Exercise goal:
Copy the lines from the one with "target | ceiling fan mounting bracket" through the end of the entries, swapping "thickest" for "widest" and keeping everything else the same.

*** Given records ***

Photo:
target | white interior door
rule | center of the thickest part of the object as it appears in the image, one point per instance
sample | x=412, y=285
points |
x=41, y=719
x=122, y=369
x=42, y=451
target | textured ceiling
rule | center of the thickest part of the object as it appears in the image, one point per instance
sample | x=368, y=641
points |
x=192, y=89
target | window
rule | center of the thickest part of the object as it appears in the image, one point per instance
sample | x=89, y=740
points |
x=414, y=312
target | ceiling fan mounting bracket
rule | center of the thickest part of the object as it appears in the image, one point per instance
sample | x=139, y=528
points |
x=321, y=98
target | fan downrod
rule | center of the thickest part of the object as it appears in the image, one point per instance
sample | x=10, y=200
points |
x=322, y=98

***

The response:
target | ceiling fan mounting bracket
rule | center of the widest part of the object as it appears in the image, one point per instance
sample | x=139, y=528
points |
x=321, y=98
target | fan downrod
rule | center of the widest part of the object as it appears in the image, one point per instance
sample | x=10, y=200
points |
x=322, y=98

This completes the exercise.